### What the task asks
Everything from the line containing "Practice step: locate the rock" through the final line of the records must be transcribed verbatim; nothing else belongs in the result.

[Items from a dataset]

============================================================

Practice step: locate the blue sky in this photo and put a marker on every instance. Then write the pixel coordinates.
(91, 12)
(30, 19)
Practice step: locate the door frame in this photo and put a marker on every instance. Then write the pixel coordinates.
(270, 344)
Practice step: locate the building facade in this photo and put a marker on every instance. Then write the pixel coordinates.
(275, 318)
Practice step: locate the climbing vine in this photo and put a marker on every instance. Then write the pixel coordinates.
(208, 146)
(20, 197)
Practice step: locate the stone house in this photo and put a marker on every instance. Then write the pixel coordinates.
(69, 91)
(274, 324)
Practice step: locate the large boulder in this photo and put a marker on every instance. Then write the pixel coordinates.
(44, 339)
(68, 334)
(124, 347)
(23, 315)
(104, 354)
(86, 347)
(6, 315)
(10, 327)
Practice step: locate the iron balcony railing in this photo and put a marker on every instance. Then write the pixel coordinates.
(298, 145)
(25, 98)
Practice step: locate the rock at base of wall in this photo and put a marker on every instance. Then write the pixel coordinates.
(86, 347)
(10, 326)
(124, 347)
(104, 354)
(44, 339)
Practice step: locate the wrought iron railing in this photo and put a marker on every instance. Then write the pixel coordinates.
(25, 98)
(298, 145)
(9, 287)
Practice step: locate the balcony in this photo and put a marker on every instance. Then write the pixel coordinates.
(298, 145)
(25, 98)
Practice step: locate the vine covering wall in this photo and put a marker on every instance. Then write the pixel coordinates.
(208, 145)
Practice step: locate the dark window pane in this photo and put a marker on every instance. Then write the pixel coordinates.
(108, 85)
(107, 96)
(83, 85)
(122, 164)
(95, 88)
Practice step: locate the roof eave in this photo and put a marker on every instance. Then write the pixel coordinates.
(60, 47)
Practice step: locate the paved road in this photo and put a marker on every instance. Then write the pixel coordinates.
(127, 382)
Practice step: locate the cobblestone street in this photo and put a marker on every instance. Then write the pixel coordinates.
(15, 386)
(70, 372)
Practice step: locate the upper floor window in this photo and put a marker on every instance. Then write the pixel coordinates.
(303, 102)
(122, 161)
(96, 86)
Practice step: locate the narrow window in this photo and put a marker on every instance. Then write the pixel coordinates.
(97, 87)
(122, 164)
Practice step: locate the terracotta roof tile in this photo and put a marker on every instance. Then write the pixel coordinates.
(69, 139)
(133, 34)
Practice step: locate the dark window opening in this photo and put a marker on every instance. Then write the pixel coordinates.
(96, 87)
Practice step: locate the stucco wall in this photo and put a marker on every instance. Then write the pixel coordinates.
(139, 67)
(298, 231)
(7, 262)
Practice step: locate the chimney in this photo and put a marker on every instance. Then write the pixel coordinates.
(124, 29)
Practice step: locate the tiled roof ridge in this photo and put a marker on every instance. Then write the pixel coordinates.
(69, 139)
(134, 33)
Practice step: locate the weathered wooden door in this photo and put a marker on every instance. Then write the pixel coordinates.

============================================================

### Answer for this exercise
Practice step: locate the rock at base of wall in this photo and put a marker on every instance. Then write the pixel coordinates.
(86, 347)
(10, 326)
(124, 347)
(104, 354)
(44, 339)
Practice step: locate the wrought iron railing in this photo and put a marker on every instance. Then write the pixel coordinates.
(25, 98)
(298, 145)
(9, 287)
Practice step: locate the balcony in this photo and put a marker on every instance. Then write the pixel coordinates.
(298, 145)
(25, 98)
Practice step: locate the vine covering wall in this photo and put a marker on every instance. Then write the pixel coordinates.
(208, 145)
Practice step: locate the dark window pane in this photo and put a marker on every instance. Then write the pixel coordinates.
(108, 85)
(107, 96)
(83, 85)
(122, 164)
(95, 88)
Practice step: locate the roof eave in this photo and put a marker on every instance. Then write the pixel coordinates.
(60, 47)
Practice step: locate the paved road in this photo and put a marker on every instance. Then write the pixel coordinates.
(127, 382)
Practice step: locate the cobblestone street in this photo and put a marker on every instance. Then write the pixel coordinates.
(15, 386)
(70, 372)
Practice step: locate the upper floor window in this photo and put a marker on every instance. Then write the pixel coordinates.
(303, 102)
(122, 161)
(96, 86)
Practice step: locate the narrow window in this photo and put a marker on every instance. Then write the pixel coordinates.
(97, 87)
(122, 164)
Practice step: locate the terracotta roof tile in this photo and put a marker on every instance. Then write the pixel coordinates.
(69, 139)
(133, 34)
Practice step: locate the dark window opening in this photo and put a marker on every instance. Then write the pixel coordinates.
(96, 87)
Practice step: locate the stucco wall in this photo and put a marker on every instance. Then write the pixel coordinates.
(139, 67)
(298, 231)
(7, 262)
Practice step: locate the chimney in this photo and put a marker on every instance. Then write the pixel coordinates.
(124, 29)
Practice step: locate the tiled roof ridge in this photo and put a marker on every instance. Then write the pixel coordinates.
(69, 139)
(134, 33)
Practice step: locate the weathered wooden door in this photo and put a marker on every instance. Then write the pixel coordinates.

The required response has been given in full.